**Short exercise:** Transcribe precisely those lines of the listing that fall between the line containing "Each instance of the pale" and the last line, inclusive of both.

_ _ _ _ _ _ _

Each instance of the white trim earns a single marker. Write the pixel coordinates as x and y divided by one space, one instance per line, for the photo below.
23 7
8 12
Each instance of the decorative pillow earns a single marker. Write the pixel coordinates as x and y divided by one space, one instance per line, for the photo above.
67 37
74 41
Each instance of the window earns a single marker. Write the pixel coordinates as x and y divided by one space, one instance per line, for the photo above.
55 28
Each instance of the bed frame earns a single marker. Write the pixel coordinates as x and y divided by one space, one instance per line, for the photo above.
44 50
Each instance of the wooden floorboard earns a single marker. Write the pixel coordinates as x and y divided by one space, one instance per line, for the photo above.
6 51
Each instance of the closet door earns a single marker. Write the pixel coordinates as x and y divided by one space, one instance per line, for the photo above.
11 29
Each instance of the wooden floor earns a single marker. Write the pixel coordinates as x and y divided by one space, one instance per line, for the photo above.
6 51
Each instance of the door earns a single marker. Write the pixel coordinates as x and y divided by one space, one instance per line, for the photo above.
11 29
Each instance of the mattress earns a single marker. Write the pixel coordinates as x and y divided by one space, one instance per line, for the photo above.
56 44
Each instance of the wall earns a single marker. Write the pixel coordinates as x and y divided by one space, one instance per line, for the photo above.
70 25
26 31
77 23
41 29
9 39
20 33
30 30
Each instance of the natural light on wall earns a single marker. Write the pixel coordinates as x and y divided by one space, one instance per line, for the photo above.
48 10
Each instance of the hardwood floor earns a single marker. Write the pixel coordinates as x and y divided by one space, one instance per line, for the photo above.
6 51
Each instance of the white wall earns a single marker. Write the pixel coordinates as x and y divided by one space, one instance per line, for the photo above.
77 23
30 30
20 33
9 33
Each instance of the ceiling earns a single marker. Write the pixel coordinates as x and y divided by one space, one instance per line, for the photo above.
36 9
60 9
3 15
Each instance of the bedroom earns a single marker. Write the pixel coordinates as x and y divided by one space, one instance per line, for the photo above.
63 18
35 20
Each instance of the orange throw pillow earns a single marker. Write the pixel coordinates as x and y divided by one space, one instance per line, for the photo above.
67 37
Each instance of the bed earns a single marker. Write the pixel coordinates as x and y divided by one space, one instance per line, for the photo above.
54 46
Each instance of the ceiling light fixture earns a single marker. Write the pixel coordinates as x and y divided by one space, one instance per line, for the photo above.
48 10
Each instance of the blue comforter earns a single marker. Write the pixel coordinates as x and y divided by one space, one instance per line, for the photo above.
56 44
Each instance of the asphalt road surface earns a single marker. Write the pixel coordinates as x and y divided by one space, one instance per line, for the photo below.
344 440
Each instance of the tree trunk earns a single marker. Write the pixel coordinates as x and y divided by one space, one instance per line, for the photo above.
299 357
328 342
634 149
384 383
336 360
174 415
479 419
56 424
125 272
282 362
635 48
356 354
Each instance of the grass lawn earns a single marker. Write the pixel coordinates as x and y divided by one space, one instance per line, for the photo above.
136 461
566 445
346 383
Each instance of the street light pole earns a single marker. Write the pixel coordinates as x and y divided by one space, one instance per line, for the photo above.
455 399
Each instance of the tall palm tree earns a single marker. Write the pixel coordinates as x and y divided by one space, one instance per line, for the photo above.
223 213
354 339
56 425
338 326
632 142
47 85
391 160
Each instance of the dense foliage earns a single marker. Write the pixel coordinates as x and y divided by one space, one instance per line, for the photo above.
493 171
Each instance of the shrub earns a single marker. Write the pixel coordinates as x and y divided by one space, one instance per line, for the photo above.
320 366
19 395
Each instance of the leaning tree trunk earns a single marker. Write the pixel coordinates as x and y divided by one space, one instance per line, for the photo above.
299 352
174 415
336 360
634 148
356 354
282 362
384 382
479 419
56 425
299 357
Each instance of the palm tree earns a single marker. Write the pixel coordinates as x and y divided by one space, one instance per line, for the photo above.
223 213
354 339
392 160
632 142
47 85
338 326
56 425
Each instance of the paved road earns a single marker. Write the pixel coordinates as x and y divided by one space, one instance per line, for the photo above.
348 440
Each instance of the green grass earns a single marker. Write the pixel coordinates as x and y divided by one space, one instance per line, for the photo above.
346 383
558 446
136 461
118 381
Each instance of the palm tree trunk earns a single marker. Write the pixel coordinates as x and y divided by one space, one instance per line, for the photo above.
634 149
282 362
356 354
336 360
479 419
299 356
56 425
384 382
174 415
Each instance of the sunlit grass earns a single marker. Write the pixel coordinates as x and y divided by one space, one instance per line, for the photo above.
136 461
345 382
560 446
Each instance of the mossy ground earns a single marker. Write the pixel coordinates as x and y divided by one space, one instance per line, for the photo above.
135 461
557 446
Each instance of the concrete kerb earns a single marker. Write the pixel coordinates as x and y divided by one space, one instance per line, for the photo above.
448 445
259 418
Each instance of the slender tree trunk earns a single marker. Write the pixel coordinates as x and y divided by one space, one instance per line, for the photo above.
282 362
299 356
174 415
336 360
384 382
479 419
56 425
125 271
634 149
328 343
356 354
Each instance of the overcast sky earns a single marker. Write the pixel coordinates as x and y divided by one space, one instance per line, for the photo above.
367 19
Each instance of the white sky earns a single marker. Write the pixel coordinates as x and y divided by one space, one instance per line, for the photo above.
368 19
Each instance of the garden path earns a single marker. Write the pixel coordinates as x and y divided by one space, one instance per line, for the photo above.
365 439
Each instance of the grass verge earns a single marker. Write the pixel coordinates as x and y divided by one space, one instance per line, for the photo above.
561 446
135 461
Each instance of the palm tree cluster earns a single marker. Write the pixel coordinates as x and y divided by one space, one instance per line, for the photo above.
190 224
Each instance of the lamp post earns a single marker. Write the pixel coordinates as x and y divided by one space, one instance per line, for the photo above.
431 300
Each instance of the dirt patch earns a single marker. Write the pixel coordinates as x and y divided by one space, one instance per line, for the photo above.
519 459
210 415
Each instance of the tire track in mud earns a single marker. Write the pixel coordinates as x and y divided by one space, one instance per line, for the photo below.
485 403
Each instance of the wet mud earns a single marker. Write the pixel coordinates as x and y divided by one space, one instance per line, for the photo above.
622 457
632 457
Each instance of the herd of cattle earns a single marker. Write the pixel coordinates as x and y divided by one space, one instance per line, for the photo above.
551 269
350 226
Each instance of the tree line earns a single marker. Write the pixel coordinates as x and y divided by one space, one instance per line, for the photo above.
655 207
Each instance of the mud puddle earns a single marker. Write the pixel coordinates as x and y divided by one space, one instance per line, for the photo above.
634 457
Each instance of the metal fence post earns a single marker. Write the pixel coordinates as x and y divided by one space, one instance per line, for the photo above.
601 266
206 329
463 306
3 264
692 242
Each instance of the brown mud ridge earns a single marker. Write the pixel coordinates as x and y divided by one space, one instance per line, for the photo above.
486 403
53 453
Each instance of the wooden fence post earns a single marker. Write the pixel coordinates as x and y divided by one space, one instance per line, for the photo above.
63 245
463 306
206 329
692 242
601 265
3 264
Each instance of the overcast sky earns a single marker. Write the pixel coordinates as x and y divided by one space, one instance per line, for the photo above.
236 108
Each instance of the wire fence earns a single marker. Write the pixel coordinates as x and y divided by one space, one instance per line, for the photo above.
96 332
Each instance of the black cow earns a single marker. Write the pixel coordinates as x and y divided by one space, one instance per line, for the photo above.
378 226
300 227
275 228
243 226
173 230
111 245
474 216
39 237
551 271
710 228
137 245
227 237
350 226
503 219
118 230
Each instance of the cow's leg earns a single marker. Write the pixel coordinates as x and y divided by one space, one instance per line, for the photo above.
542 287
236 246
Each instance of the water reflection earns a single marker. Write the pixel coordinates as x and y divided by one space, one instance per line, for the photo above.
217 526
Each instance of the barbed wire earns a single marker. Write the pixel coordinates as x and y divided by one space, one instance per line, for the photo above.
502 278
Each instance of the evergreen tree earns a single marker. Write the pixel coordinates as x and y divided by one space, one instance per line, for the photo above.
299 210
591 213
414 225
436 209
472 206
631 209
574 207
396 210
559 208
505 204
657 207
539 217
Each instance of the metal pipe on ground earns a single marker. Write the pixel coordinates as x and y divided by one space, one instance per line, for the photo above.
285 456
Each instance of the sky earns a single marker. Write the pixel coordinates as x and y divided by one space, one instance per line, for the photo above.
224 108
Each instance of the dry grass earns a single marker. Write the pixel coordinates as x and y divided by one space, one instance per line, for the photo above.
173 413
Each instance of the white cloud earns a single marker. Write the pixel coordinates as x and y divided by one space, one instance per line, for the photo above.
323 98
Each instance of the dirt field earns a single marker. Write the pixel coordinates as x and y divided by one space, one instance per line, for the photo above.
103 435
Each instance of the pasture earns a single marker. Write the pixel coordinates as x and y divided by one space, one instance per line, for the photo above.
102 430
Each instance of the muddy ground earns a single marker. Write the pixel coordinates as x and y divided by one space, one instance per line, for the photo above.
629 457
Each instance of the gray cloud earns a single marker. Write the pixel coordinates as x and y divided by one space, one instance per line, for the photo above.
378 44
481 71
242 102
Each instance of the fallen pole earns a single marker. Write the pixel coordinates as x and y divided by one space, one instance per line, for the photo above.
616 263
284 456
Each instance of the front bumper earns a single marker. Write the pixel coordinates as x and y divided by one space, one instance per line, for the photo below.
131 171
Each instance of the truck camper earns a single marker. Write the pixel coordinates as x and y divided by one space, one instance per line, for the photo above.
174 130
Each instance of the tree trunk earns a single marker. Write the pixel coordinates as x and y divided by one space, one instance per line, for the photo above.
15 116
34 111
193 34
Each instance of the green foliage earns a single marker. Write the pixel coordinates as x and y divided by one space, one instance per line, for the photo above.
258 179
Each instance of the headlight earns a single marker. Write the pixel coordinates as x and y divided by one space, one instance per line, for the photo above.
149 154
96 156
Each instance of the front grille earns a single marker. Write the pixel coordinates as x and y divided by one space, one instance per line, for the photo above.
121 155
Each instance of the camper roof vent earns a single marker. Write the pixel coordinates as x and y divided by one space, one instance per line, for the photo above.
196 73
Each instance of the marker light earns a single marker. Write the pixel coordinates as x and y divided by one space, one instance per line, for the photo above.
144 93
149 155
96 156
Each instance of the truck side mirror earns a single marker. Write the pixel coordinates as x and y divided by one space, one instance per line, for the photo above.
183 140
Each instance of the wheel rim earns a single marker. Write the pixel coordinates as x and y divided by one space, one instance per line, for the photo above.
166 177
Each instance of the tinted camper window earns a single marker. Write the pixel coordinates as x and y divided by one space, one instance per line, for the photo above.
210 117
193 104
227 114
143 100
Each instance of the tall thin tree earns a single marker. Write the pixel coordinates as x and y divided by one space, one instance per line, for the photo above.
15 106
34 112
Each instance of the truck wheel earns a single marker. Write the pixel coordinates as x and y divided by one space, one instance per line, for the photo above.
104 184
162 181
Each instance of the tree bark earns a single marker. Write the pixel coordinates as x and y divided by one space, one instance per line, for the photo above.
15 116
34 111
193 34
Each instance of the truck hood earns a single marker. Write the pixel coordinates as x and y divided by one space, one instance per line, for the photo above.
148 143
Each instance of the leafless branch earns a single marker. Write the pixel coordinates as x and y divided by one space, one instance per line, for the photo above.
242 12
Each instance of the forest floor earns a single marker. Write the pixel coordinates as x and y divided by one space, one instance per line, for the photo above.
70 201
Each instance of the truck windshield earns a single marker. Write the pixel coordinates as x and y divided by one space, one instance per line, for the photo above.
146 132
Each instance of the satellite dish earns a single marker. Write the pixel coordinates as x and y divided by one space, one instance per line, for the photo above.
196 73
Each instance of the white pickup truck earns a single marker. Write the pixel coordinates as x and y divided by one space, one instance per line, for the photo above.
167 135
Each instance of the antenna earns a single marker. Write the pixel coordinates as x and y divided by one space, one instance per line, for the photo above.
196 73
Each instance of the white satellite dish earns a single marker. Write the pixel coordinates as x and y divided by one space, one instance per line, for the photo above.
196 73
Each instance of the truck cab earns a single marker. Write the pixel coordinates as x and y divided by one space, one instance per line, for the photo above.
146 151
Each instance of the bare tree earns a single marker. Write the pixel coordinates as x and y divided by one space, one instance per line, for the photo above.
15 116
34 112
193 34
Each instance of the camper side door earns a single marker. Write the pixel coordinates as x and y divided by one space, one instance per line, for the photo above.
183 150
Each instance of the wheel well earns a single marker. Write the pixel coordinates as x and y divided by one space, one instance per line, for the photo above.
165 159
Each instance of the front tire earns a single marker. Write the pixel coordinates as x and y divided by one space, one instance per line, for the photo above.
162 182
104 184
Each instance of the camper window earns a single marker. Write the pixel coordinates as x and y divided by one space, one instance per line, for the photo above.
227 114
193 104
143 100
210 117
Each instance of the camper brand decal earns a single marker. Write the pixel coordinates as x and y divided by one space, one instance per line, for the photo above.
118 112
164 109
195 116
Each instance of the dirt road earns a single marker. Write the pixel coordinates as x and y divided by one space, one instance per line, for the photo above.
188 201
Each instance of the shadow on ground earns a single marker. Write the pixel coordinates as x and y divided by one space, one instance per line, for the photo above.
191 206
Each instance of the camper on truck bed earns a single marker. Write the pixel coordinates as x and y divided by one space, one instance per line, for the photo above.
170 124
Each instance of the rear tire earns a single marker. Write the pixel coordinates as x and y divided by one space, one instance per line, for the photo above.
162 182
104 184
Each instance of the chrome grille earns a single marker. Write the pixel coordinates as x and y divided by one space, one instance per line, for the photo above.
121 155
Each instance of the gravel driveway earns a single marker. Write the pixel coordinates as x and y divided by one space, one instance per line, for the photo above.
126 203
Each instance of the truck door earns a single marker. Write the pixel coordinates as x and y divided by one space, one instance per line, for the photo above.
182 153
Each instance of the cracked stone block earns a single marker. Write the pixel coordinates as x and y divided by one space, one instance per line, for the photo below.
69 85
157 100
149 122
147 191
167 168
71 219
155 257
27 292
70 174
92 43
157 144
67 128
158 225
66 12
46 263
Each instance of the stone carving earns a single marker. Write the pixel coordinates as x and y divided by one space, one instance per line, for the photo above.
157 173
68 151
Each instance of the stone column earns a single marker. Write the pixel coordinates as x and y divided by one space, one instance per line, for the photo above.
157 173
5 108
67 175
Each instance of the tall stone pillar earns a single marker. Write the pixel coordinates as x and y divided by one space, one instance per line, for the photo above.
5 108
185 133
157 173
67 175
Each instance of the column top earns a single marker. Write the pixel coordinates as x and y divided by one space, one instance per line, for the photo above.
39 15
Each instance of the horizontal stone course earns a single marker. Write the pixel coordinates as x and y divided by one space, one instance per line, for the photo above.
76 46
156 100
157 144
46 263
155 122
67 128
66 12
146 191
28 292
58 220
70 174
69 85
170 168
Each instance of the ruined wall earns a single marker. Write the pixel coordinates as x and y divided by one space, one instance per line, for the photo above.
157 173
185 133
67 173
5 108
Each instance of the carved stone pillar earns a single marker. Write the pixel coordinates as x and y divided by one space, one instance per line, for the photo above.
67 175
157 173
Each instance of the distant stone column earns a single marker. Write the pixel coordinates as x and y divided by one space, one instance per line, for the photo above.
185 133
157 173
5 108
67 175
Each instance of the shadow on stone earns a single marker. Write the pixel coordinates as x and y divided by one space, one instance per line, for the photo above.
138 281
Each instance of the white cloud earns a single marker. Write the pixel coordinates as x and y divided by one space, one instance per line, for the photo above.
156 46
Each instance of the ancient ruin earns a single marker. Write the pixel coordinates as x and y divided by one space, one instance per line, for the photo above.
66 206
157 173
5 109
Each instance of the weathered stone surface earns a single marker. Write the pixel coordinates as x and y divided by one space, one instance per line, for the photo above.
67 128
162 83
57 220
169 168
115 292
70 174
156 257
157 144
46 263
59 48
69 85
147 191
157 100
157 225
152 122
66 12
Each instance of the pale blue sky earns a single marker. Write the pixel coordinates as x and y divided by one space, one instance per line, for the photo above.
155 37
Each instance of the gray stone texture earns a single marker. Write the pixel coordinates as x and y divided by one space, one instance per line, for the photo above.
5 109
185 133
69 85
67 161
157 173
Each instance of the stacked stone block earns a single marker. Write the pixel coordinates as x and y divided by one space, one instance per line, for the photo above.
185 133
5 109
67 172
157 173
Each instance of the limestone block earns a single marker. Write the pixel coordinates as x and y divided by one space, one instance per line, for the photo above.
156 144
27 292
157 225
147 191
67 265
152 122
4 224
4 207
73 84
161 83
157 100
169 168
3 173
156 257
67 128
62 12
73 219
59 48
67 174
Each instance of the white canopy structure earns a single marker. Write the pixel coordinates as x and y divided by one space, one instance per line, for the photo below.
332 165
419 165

_ _ _ _ _ _ _

**The output:**
Each instance of the pale blue sky earns a single marker. Write the pixel coordinates as x and y divided by one space, one instance per line, for the photo above.
155 37
Each instance of the gray stone texture earns a single marker. Write the pixel coordinates as x and y divided by one space, one instance per line, for the photo above.
5 109
185 133
69 85
67 161
157 173
Each instance of the stacked stone block earns a single marker. Write the pixel coordinates as x and y divided by one space, one instance per line, for the photo above.
185 133
5 109
67 172
157 173
Each instance of the limestone block earns a single marker. Write the pixel coordinates as x and y divided by one space, one instance per line, for the photo above.
156 144
27 292
157 225
147 191
67 265
152 122
4 224
4 207
73 84
161 83
157 100
169 168
3 173
156 257
67 128
62 12
73 219
59 48
67 174
Each instance of the white canopy structure earns a single marker. Write the pixel coordinates as x and y divided by one space, one instance per line, for the photo below.
332 165
419 165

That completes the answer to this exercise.